• [Written instruction]: Write out the rows below again, starting with the line that contains "Ground every outstretched" and going on through the line that contains "[591,291,640,360]", and shift every bounding box coordinate up by 150 while keeping all other lines as they are. Leave the pictures out.

• [Data lines]:
____________________

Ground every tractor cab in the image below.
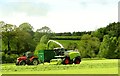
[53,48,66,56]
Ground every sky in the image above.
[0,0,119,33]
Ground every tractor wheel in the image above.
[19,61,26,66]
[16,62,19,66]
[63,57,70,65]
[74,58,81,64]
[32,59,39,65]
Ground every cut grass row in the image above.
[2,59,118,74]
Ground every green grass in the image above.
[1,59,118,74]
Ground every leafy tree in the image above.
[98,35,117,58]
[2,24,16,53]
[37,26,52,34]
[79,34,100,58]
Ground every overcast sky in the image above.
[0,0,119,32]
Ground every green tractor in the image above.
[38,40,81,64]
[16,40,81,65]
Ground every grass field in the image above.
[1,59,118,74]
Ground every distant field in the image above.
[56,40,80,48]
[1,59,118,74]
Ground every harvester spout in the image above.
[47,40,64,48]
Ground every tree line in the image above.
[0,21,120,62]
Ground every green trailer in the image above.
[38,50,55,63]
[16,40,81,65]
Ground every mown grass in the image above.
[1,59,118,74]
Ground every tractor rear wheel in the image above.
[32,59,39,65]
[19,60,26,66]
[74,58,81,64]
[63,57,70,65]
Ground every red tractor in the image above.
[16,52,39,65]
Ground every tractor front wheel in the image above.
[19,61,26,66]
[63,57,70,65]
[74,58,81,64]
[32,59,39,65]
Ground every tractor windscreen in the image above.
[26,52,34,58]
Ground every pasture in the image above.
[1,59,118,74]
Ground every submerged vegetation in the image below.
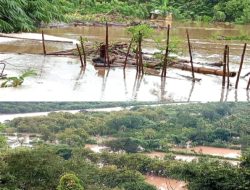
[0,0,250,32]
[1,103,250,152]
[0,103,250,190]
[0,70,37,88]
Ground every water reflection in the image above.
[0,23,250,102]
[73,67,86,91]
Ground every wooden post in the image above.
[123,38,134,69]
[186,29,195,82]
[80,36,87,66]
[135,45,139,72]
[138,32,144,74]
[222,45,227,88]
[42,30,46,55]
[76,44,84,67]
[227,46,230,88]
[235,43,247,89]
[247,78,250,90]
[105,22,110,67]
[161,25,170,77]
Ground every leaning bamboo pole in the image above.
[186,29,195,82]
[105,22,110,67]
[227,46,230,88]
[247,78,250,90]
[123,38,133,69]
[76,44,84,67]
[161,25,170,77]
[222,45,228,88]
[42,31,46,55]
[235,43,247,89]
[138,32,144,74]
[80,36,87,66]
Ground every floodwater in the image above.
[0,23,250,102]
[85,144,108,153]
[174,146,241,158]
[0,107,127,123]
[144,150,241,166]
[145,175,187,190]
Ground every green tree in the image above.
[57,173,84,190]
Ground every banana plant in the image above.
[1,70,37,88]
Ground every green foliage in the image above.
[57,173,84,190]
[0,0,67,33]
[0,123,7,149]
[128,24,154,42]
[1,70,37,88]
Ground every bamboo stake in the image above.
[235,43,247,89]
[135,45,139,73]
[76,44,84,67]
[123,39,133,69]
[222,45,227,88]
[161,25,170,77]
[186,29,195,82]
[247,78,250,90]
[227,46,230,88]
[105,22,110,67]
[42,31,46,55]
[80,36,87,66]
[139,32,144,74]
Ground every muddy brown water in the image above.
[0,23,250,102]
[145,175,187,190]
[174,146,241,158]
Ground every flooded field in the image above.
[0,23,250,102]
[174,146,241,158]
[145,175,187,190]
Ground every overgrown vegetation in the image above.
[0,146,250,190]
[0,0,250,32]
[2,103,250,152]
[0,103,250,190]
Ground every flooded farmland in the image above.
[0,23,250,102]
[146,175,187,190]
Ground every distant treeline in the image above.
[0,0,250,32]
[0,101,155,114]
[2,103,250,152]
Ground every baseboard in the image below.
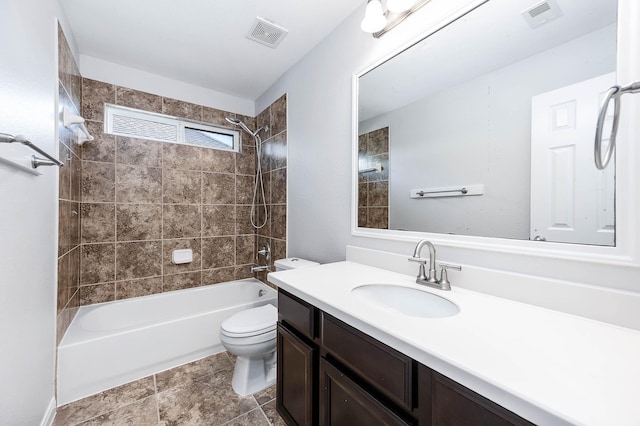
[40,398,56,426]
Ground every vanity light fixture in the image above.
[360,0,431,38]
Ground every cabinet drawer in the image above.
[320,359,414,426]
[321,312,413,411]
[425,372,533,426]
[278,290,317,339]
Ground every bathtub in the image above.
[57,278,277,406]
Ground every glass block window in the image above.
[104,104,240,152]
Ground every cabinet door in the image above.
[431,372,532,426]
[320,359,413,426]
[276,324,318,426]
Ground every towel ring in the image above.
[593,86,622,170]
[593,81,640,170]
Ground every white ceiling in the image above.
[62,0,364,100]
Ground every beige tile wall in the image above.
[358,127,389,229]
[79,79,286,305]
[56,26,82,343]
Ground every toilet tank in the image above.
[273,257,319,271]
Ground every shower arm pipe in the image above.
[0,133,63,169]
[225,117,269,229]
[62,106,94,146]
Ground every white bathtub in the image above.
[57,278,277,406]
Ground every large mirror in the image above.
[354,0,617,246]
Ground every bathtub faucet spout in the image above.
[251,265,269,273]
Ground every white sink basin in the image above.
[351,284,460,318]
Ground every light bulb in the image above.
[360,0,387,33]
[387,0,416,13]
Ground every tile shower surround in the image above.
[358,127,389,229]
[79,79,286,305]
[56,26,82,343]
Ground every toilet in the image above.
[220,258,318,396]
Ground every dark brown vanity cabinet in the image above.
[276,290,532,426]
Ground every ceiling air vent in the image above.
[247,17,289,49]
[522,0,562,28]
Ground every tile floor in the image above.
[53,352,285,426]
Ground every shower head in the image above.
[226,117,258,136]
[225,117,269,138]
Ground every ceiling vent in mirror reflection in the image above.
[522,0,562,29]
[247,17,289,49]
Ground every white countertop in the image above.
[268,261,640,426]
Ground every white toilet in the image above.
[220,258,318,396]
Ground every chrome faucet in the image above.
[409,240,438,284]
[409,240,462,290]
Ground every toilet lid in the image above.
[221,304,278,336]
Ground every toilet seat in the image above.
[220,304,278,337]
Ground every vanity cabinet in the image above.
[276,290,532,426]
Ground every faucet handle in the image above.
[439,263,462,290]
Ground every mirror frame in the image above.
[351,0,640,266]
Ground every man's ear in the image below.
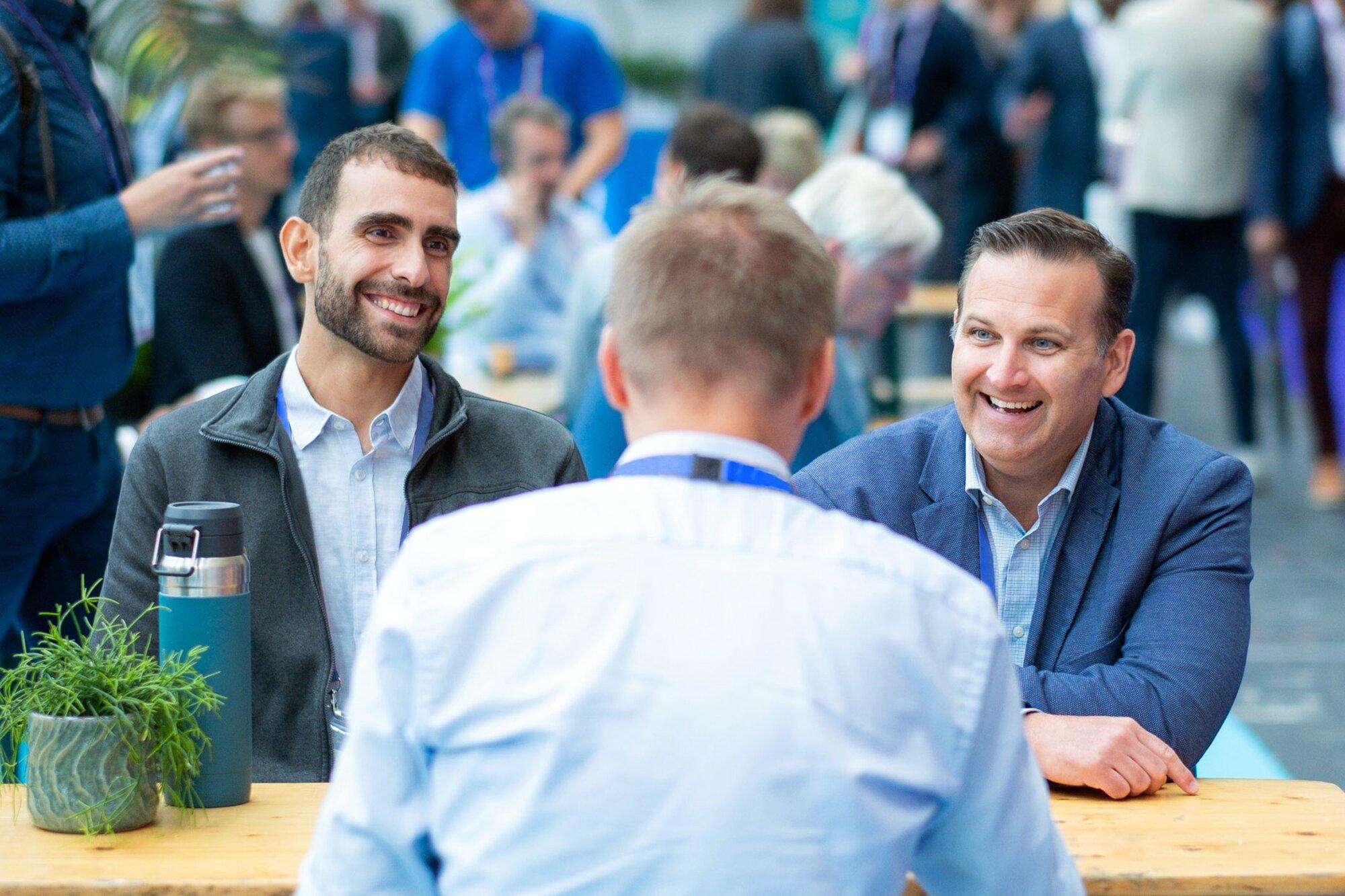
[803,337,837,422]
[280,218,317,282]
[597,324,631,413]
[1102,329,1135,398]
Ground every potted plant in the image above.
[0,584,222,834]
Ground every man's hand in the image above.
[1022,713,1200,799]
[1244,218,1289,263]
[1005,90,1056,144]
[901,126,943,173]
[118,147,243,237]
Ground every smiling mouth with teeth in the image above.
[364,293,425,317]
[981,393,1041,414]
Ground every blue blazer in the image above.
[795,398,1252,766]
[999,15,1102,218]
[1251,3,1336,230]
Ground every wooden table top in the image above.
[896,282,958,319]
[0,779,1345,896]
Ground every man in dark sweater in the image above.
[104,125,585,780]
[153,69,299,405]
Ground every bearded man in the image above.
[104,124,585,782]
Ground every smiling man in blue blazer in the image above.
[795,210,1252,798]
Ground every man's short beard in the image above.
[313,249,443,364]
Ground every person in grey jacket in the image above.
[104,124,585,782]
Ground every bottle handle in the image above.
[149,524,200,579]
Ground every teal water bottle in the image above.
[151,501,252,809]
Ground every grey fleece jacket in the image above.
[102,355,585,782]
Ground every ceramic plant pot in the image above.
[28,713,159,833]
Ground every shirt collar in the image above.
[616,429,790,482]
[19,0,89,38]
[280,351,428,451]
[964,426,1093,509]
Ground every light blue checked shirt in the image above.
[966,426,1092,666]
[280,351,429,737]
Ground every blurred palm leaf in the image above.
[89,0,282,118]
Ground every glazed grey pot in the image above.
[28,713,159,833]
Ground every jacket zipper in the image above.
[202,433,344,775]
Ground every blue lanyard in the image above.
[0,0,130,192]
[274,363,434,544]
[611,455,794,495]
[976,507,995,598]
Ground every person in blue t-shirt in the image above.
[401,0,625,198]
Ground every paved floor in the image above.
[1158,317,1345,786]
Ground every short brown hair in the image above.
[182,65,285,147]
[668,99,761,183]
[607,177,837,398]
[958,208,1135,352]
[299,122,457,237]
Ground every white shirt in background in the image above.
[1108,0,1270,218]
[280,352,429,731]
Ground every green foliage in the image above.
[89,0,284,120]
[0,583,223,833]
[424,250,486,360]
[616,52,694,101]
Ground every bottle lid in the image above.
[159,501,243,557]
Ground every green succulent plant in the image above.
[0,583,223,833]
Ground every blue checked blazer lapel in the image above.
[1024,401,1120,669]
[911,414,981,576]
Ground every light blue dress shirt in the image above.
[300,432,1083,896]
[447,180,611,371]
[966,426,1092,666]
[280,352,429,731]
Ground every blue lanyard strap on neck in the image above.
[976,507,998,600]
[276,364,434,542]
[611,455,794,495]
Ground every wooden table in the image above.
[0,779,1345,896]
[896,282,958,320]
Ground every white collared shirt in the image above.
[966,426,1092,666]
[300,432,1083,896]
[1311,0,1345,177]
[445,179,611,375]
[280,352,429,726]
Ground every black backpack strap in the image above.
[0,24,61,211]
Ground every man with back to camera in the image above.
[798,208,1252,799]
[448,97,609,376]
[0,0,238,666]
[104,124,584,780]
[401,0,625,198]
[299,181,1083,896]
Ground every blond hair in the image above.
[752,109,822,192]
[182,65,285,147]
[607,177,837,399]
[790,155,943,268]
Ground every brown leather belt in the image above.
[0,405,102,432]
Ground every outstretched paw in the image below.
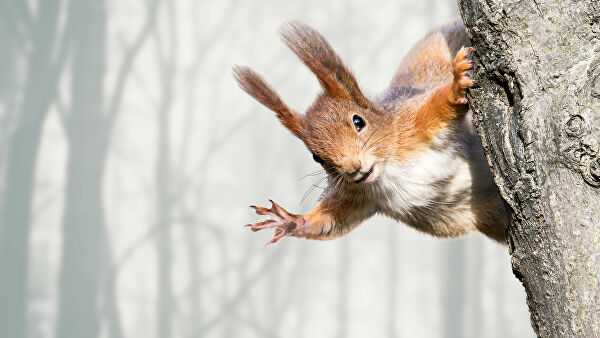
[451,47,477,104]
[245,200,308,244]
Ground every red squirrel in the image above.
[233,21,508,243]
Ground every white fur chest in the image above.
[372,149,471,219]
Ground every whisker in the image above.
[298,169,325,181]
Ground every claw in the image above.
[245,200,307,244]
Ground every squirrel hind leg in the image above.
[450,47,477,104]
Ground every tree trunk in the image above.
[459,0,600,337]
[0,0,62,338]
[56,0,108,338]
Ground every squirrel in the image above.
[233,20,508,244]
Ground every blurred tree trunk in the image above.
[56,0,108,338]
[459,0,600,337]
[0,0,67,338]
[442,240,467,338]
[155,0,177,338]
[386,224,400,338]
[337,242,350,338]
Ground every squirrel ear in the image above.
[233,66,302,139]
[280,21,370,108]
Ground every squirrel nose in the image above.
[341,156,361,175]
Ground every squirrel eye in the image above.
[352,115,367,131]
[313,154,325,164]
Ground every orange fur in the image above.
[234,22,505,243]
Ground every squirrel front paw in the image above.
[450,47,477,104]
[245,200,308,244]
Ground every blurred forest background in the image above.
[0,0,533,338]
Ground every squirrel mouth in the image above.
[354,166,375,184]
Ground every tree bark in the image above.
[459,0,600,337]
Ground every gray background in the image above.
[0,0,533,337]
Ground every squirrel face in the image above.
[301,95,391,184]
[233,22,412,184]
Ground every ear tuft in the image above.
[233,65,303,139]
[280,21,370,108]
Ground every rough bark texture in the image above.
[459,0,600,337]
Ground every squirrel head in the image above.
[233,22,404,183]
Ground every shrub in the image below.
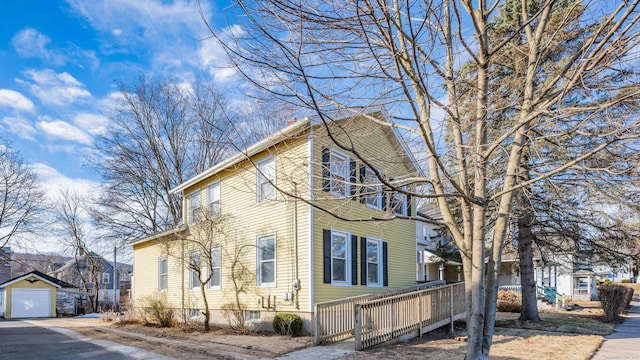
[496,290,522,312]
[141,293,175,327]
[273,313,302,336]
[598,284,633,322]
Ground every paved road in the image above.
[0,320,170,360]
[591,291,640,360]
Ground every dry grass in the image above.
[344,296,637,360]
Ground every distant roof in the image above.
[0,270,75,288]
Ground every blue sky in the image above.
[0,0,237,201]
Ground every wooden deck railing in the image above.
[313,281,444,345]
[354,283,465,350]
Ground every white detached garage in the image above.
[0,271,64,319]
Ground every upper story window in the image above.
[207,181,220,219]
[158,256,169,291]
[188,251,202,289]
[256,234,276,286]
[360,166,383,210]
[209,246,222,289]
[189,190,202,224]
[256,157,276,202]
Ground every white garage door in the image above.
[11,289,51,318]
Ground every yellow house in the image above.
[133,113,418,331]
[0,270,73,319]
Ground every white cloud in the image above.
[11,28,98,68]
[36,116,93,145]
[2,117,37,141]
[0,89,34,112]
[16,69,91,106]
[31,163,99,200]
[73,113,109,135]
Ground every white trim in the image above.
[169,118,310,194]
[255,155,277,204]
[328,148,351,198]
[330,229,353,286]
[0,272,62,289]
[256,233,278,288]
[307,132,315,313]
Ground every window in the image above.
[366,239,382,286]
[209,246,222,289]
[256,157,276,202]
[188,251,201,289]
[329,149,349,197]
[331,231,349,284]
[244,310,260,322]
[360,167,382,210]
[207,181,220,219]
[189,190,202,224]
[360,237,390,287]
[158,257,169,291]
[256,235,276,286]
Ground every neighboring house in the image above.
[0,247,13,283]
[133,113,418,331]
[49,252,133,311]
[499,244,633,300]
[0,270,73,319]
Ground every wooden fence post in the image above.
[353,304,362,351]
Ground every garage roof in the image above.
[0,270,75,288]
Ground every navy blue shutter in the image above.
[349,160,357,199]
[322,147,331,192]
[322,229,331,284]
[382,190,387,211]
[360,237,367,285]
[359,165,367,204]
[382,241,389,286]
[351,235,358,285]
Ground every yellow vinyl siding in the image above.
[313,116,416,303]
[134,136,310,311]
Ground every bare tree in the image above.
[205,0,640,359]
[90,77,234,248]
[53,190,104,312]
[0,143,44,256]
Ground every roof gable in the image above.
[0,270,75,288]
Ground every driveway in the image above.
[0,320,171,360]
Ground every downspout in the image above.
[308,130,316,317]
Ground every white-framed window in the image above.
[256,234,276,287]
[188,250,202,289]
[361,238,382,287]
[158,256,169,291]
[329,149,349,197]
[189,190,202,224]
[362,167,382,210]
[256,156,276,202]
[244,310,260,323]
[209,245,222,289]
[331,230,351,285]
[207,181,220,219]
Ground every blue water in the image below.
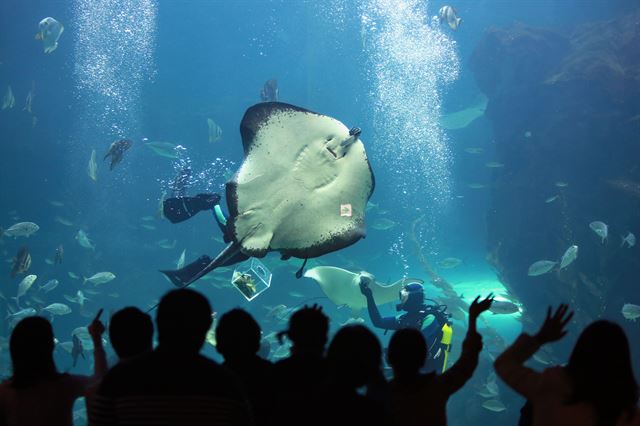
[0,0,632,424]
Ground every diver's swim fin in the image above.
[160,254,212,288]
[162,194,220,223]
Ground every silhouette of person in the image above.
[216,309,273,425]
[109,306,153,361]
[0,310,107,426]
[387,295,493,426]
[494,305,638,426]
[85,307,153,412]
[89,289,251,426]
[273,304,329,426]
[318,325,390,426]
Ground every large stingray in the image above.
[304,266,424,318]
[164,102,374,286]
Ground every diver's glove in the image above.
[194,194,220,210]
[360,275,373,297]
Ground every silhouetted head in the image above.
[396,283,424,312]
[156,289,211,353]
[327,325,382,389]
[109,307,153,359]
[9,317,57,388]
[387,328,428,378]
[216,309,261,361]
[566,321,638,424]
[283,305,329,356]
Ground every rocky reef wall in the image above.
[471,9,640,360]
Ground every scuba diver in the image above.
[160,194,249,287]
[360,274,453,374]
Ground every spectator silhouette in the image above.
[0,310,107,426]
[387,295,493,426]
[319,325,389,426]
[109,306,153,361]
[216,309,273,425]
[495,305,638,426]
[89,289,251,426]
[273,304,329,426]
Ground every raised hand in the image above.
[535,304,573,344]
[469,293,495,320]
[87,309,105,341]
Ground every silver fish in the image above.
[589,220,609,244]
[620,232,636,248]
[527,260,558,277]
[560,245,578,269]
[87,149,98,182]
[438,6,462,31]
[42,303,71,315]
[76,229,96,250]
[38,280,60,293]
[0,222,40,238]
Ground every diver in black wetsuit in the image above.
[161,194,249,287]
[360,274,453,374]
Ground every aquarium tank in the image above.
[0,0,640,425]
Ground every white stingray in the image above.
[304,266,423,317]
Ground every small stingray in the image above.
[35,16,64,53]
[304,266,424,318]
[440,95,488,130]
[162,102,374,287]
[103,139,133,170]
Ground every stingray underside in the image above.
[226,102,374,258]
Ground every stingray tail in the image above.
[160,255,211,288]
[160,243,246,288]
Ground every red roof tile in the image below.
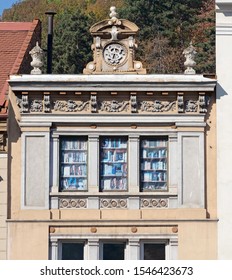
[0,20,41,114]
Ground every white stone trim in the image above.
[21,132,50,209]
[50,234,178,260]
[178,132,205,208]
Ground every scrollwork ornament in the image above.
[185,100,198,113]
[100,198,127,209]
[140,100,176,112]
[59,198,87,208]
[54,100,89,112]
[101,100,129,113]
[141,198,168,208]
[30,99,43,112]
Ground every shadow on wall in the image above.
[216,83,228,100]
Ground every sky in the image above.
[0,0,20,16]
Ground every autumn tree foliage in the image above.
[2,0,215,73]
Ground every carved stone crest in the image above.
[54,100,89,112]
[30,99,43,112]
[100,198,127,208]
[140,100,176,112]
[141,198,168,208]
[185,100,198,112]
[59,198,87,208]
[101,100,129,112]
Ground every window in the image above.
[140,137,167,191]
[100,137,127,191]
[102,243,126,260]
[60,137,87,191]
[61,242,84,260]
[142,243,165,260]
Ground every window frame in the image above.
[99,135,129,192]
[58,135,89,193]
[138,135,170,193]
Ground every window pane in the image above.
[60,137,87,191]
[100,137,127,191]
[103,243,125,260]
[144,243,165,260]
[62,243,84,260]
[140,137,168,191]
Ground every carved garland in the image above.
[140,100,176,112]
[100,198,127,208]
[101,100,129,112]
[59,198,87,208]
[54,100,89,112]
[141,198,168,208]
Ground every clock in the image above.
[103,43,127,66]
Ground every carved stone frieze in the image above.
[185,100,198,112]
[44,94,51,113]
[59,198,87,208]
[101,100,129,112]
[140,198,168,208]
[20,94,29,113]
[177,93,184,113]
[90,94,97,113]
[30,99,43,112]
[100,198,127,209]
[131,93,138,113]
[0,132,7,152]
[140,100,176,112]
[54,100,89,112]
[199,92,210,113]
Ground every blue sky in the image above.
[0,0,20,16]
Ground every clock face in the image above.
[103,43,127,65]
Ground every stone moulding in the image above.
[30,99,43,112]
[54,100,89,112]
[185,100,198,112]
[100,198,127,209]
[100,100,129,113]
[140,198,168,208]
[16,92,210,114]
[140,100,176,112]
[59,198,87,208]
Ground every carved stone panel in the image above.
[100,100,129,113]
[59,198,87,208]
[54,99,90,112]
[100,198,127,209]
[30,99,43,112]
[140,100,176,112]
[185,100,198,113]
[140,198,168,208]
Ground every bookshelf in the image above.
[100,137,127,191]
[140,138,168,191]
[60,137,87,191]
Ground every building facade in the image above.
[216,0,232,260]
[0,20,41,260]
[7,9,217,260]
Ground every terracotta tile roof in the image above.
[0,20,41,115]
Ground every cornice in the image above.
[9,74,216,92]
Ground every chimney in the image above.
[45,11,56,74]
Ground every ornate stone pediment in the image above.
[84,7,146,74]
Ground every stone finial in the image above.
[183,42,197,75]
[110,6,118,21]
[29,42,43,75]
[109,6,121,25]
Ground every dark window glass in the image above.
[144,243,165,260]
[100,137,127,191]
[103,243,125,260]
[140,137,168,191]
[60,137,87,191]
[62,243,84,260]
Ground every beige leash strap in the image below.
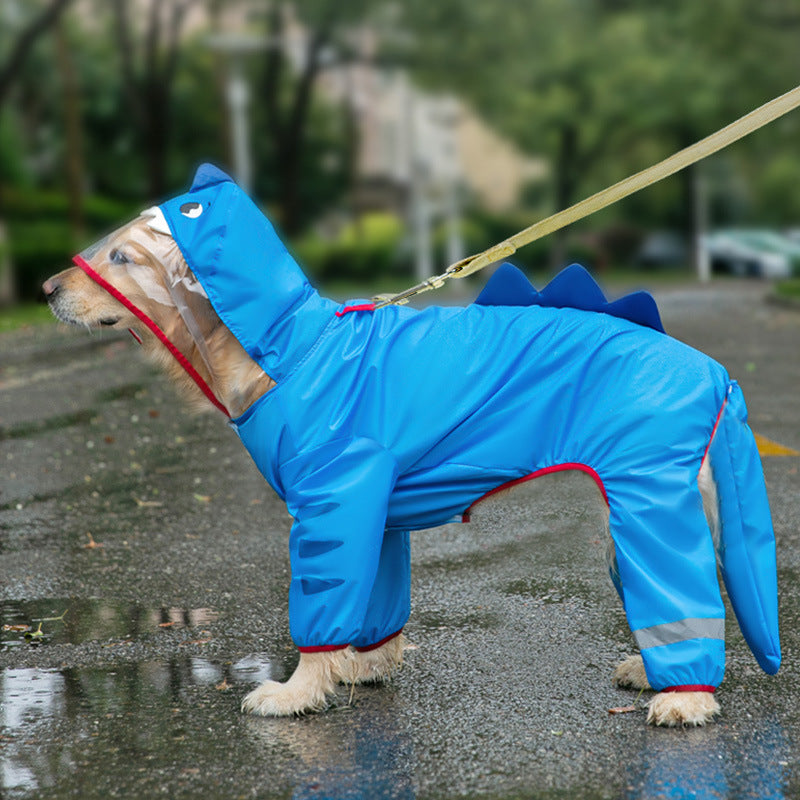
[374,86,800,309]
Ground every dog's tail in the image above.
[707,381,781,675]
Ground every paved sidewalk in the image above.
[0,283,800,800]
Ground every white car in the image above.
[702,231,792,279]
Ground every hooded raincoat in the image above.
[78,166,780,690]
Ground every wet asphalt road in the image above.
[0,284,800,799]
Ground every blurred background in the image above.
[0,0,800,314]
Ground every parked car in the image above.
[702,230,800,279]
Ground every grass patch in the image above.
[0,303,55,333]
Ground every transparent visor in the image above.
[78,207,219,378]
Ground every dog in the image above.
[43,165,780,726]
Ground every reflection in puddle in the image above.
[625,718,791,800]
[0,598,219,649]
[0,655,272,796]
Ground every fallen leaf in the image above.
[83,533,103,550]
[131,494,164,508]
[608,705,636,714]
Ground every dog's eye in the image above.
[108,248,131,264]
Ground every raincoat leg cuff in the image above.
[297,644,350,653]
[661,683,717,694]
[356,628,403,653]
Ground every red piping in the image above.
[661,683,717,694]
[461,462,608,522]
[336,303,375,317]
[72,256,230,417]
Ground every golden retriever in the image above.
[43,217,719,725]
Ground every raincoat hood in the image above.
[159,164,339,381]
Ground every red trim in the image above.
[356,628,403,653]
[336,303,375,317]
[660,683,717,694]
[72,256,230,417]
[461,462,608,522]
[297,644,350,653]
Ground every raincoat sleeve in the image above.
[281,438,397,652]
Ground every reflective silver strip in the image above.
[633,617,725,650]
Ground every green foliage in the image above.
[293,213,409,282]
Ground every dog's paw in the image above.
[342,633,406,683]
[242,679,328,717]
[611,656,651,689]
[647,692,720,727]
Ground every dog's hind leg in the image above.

____________________

• [Answer for the task]:
Ground every outstretched paw in the image below.
[601,197,627,254]
[395,350,458,394]
Ground every red squirrel in the image above.
[383,171,658,393]
Ground every white fur chest in the image above.
[522,299,621,369]
Ground every whisker in the image above.
[448,319,475,331]
Ground every claw in the image above.
[395,350,457,394]
Ground every squirrel hind leg in the image above.
[600,197,627,254]
Ground every tree trunk in the image above.
[609,150,750,487]
[150,150,212,488]
[206,150,258,488]
Ground every squirrel in the image above.
[383,170,658,394]
Ground every blurred tree trunk in the image above.
[206,150,258,488]
[609,150,750,487]
[150,150,217,488]
[592,390,617,488]
[305,150,327,488]
[536,374,550,488]
[487,392,500,488]
Ground every squirrel ear in the image above.
[383,216,452,289]
[430,171,520,258]
Ground every squirrel nose in the image above.
[491,306,511,325]
Ground every squirrel eye in the image above.
[502,265,517,281]
[463,304,475,314]
Ground every orange fur in the image above.
[384,172,655,393]
Ground every squirrel front paw in the image above.
[600,197,627,254]
[395,350,458,394]
Ground every blurred forest background in the image above.
[150,150,683,488]
Ground every squirrel mouth in the image above.
[504,316,525,334]
Ground every tree bark in the image above.
[609,150,750,487]
Ground every gray background in the image above.
[150,150,683,487]
Ground every squirrel face in the image above.
[451,245,541,334]
[383,172,562,334]
Ground every ear tuft in the image above.
[383,215,453,289]
[430,171,520,258]
Ground every rough bark texture in the image above.
[609,150,750,487]
Ground every squirrel head in the image above.
[383,172,554,333]
Ground every shrub in the image below.
[646,440,672,462]
[291,443,325,477]
[423,463,452,486]
[748,434,783,472]
Ground every paved road in the image above.
[150,470,320,510]
[741,441,790,510]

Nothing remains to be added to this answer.